• Instructions for the task:
Without the pictures, output the records below word for word.

* BEGIN Listing *

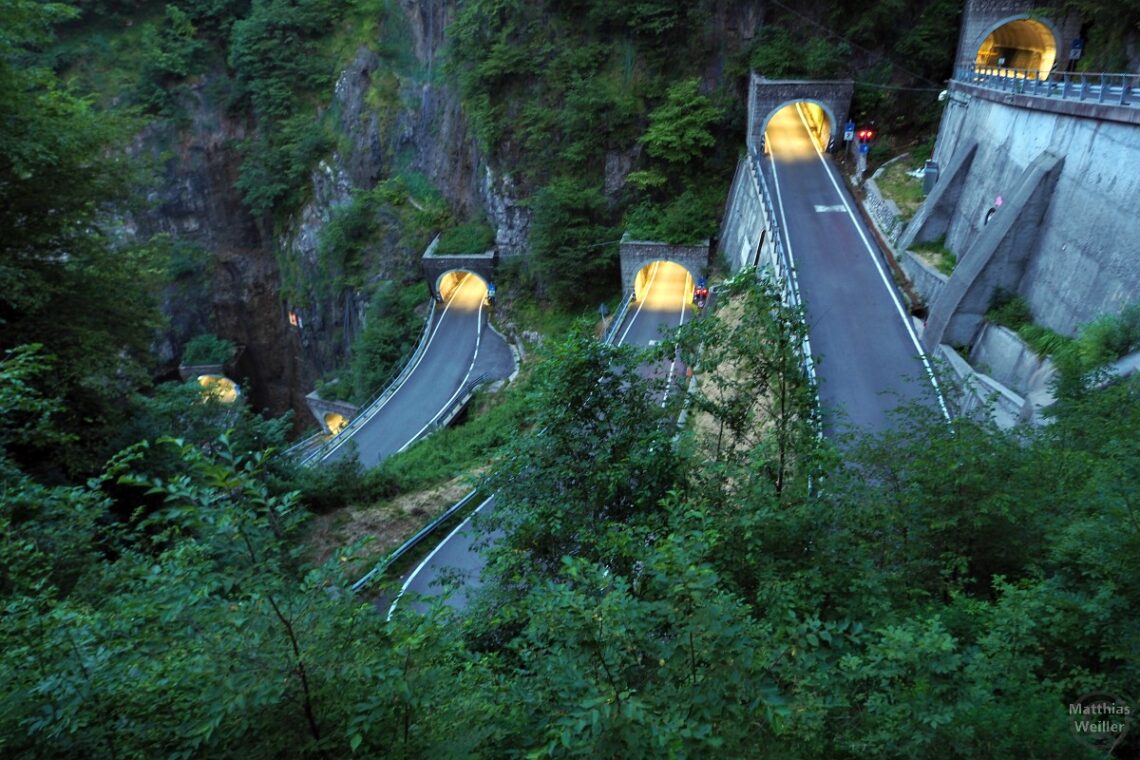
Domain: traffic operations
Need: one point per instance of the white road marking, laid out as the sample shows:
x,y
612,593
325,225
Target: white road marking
x,y
410,373
882,275
479,334
415,572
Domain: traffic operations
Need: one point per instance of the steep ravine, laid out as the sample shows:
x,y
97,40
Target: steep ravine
x,y
241,297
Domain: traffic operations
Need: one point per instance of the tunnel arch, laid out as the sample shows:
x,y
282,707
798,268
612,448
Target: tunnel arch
x,y
1022,41
335,422
645,274
448,280
819,115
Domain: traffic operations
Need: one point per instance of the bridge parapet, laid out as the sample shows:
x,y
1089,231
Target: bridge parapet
x,y
434,266
1105,97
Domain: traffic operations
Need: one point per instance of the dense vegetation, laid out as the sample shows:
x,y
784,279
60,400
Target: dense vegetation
x,y
945,590
555,87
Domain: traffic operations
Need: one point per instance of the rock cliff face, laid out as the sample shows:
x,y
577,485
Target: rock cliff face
x,y
236,294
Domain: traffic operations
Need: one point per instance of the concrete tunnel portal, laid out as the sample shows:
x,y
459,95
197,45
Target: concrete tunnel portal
x,y
449,282
815,116
1020,42
659,272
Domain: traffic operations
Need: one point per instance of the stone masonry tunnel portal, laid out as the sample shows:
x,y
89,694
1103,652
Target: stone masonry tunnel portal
x,y
1022,42
815,116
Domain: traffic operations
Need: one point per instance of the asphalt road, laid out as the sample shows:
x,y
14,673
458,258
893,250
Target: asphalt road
x,y
442,370
870,357
455,564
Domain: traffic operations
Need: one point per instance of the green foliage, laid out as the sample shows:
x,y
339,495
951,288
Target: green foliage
x,y
937,254
277,62
571,240
491,423
680,128
473,237
172,52
65,284
1110,337
691,218
780,52
208,350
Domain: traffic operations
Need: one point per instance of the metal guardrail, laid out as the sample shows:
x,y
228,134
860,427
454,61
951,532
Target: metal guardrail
x,y
445,417
302,446
611,332
430,528
376,401
620,317
410,544
786,274
1081,87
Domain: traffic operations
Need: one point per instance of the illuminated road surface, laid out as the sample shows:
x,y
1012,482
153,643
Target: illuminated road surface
x,y
441,373
665,305
870,357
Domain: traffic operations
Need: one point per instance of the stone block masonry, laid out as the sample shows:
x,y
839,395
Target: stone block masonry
x,y
636,254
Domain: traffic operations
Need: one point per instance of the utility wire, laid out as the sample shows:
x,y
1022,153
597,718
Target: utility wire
x,y
855,45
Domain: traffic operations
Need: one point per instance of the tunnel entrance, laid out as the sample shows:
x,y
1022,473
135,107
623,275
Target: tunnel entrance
x,y
659,272
450,280
220,387
787,125
1023,43
335,423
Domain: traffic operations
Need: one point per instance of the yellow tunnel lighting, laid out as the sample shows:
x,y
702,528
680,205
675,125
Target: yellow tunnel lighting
x,y
219,386
1024,43
335,422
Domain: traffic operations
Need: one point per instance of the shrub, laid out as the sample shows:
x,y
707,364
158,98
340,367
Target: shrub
x,y
473,237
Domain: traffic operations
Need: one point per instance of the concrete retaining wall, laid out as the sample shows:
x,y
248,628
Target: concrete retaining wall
x,y
926,280
882,211
1003,356
744,229
1085,258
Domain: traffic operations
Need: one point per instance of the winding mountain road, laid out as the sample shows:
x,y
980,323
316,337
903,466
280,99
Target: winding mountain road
x,y
438,377
456,563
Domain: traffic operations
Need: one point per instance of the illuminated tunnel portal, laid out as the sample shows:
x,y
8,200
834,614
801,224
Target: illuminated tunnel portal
x,y
786,128
662,280
1022,43
474,287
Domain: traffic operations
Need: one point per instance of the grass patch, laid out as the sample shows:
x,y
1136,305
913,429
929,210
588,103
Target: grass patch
x,y
905,190
936,254
493,419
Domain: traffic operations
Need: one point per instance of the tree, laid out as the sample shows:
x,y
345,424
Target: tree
x,y
571,239
65,282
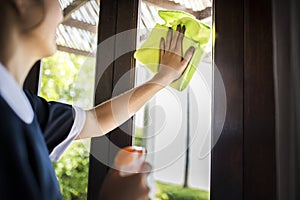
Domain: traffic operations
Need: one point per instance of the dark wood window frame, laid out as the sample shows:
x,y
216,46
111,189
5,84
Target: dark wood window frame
x,y
243,160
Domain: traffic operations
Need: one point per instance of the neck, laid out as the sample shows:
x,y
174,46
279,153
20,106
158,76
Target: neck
x,y
16,58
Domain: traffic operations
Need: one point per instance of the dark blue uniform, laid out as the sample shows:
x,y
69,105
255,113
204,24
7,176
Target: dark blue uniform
x,y
26,172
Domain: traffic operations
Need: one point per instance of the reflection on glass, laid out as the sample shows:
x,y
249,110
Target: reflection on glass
x,y
174,126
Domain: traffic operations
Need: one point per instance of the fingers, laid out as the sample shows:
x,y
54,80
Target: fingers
x,y
169,39
179,41
162,48
188,55
175,38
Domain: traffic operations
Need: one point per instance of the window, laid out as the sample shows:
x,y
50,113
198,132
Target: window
x,y
175,126
69,77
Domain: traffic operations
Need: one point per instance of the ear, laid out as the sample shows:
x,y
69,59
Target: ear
x,y
19,6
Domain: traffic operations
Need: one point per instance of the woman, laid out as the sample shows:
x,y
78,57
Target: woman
x,y
34,131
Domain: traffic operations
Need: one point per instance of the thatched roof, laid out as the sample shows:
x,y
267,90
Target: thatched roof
x,y
78,32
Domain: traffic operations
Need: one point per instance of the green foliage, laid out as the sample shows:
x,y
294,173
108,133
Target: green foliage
x,y
69,78
72,172
173,192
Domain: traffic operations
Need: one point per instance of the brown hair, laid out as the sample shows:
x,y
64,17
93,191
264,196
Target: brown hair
x,y
34,18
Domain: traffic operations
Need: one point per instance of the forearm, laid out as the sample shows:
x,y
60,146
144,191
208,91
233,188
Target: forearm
x,y
114,112
111,114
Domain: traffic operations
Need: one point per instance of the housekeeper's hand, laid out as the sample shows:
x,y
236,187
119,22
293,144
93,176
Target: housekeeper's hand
x,y
133,187
172,62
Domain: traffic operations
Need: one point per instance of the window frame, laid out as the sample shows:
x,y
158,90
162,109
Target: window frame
x,y
246,148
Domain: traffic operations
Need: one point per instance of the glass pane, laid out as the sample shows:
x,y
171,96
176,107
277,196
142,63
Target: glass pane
x,y
175,126
68,77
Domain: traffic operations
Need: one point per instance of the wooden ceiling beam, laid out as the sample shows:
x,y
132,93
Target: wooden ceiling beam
x,y
75,51
176,6
75,5
80,24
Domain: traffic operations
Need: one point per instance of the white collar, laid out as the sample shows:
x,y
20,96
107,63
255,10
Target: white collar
x,y
15,96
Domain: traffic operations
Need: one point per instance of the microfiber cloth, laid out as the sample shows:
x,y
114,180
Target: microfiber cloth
x,y
197,34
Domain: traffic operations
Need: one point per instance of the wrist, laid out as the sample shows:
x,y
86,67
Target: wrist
x,y
161,79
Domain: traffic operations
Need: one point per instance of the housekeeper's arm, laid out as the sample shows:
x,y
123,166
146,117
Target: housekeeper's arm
x,y
112,113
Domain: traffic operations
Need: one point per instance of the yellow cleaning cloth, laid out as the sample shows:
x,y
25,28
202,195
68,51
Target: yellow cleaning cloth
x,y
197,34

* END Listing *

• Exercise response:
Domain: traffic operations
Need: one point per instance of the white road marking, laid out as the sample shows:
x,y
612,593
325,225
Target: white road marking
x,y
410,373
882,275
479,334
415,572
Domain: traffic operations
Need: one point per instance of the steep ravine, laid out as the sample shows:
x,y
97,40
Target: steep ravine
x,y
241,297
Domain: traffic operations
Need: one point per instance of the tunnel arch, laid out as the sample shows:
x,y
282,707
798,268
612,448
Target: tunnel arch
x,y
1022,41
335,422
645,274
448,280
819,115
Domain: traffic operations
Need: one point per instance of the bridge parapet, laid out as the sample shows:
x,y
1089,231
Target: bridge parapet
x,y
434,266
1105,97
Domain: traffic operations
Need: one point per instance of the dense vegetation, laid out as the sample shows:
x,y
784,279
60,400
Target: dense vegetation
x,y
945,590
555,87
Domain: traffic operations
Need: one point per instance of the rock cliff face, laid out as the sample shows:
x,y
577,485
Target: rock cliff face
x,y
236,294
Domain: traffic operations
Need: one point per instance of the concrete tunnel portal, laid out as the sample shows:
x,y
459,95
197,45
Target: concrete tunnel portal
x,y
449,282
815,116
1020,42
659,272
Domain: traffic operations
Need: one point per instance of the stone masonry tunnel portal, laid out as the sample shows:
x,y
89,694
1103,652
Target: stone masonry tunnel portal
x,y
1022,42
815,116
Domain: traffic operations
Need: one point per instance of the asphalt road, laid out as the sample shows:
x,y
14,673
458,258
893,250
Target: asphalt road
x,y
442,370
870,357
455,564
Domain: traffic operations
Need: one point per instance of the green foliage, laid out as the sample shows:
x,y
339,495
951,288
Target: green foliage
x,y
937,254
277,62
571,240
491,423
680,128
473,237
172,52
65,284
1110,337
691,218
780,52
208,350
Domain: traffic operations
Need: one point per instance of the metal guardrail, laid out as the sample shows:
x,y
228,134
860,427
454,61
951,532
Target: metal guardrail
x,y
445,417
302,446
611,332
430,528
376,401
620,317
410,544
786,274
1081,87
Domain: traffic operations
Need: one point per instance of the illuminated road surface, laid out as the sample shows:
x,y
1012,482
153,643
Target: illuminated road surface
x,y
441,373
665,305
870,357
Domain: traffic operations
Need: one point per instance of the stone block masonry, laid out as the sample shows:
x,y
839,395
Target: stone block masonry
x,y
636,254
Domain: traffic operations
Need: one point per instance of the utility wire, laid out as the sample shows:
x,y
1022,153
597,718
Target: utility wire
x,y
855,45
Domain: traffic operations
Need: one point per instance of the tunnel entrance, laid out as the sample shows:
x,y
1022,473
135,107
623,275
Target: tunnel entrance
x,y
659,272
450,280
220,387
787,125
1023,43
335,423
Domain: traffic operations
Need: one point per instance of the yellow tunnel lighting, laid out as the sample shows:
x,y
702,528
680,205
675,125
Target: yellow tunnel lighting
x,y
219,386
1024,43
335,422
Domain: traffic operations
Need: one point per instance of the shrub, laid out as the sample shows:
x,y
707,364
158,98
340,367
Target: shrub
x,y
473,237
Domain: traffic operations
Need: one point per instance of the concrete retaining wall, laid out as the sample shows:
x,y
248,628
Target: concrete retaining wall
x,y
926,280
882,211
1003,356
744,229
1085,258
Domain: traffic operations
Need: one point per instance of the winding mountain road, laid out as the sample shows:
x,y
980,323
316,337
903,466
280,99
Target: winding mountain road
x,y
438,377
456,563
Domain: traffic operations
Need: one point per instance of the illuminated tunnel portal, laid out as the sample shows:
x,y
8,200
834,614
801,224
Target: illuminated tunnel portal
x,y
786,128
662,280
1022,43
474,287
Domain: traffic operations
Need: one point per instance of the grass patch, laid out as the sample shows:
x,y
1136,305
913,429
929,210
588,103
Target: grass patch
x,y
905,190
936,254
493,419
Domain: traffic operations
Need: one point per instance of the tree, laid out as the sample shows:
x,y
345,424
Target: tree
x,y
571,239
65,282
Domain: traffic operations
Need: one point per instance of the dark wood window frame, laid out as the sample shows:
x,y
216,46
111,189
5,84
Target: dark wood window frame
x,y
243,160
Domain: traffic operations
Need: one point per instance of the neck, laid out as the sample shows:
x,y
174,46
279,153
20,106
158,76
Target: neck
x,y
16,58
Domain: traffic operations
Need: one point per instance of the dark blue uniform, laid out as the sample shows:
x,y
69,105
255,113
204,24
7,176
Target: dark blue uniform
x,y
26,172
Domain: traffic operations
Need: one point per instance of the reflection on glass, laid out as the sample shows:
x,y
249,110
Target: reflection on glass
x,y
174,126
Domain: traffic operations
Need: one point per instance of the fingers, laid out as the sample shows:
x,y
54,80
Target: fingers
x,y
169,39
179,41
162,48
188,55
175,38
Domain: traffic operations
Need: one point per instance of the window, laid out as the sample shows:
x,y
50,113
198,132
Target: window
x,y
175,126
69,77
Domain: traffic operations
Need: one point per instance of the ear, laid out as the sample shows:
x,y
69,59
Target: ear
x,y
19,6
Domain: traffic operations
Need: one point per instance of the woman, laid out as the sample shows:
x,y
78,57
Target: woman
x,y
34,131
Domain: traffic operations
Need: one point per instance of the thatched roof, laid out as the sample shows:
x,y
267,90
Target: thatched roof
x,y
78,32
Domain: traffic operations
Need: one point per instance of the green foliage, laid out as the sample shows:
x,y
294,173
108,133
Target: green foliage
x,y
69,78
72,172
173,192
Domain: traffic operations
Need: one point per instance of the brown hair, laid out as the sample shows:
x,y
64,17
93,191
264,196
Target: brown hair
x,y
34,18
Domain: traffic operations
Need: one point per instance of the forearm, laid out as the sample shows:
x,y
60,146
144,191
208,91
233,188
Target: forearm
x,y
114,112
111,114
Domain: traffic operations
Need: one point per instance of the housekeeper's hand, laid out as the sample shows:
x,y
236,187
119,22
293,144
93,176
Target: housekeeper's hand
x,y
133,187
172,62
Domain: traffic operations
Need: one point per instance of the window frame, laid out as the sample shows:
x,y
158,90
162,109
Target: window frame
x,y
246,148
Domain: traffic operations
Need: one point per instance of the glass pane, laid out as the sample shows:
x,y
171,96
176,107
277,196
142,63
Target: glass pane
x,y
175,126
68,77
Domain: traffic operations
Need: one point per instance of the wooden ceiling beam, laid out as the sample shows:
x,y
132,93
Target: wooden ceiling beam
x,y
75,51
176,6
75,5
80,24
Domain: traffic operations
Need: one point per instance of the white collar, laid out as the sample shows:
x,y
20,96
107,63
255,10
Target: white collar
x,y
15,96
Domain: traffic operations
Need: one point per instance of the microfiber cloth, laid out as the sample shows:
x,y
114,180
Target: microfiber cloth
x,y
197,34
Domain: traffic operations
Need: one point per instance of the wrist, laid out as the sample shows:
x,y
86,67
Target: wrist
x,y
161,79
Domain: traffic operations
Need: one point per instance of the housekeeper's arm, laid out as the sample shows:
x,y
123,166
146,117
Target: housekeeper's arm
x,y
112,113
Domain: traffic operations
Need: one point per instance of the yellow cleaning cloth, laid out as the sample shows:
x,y
25,28
202,195
68,51
Target: yellow cleaning cloth
x,y
197,34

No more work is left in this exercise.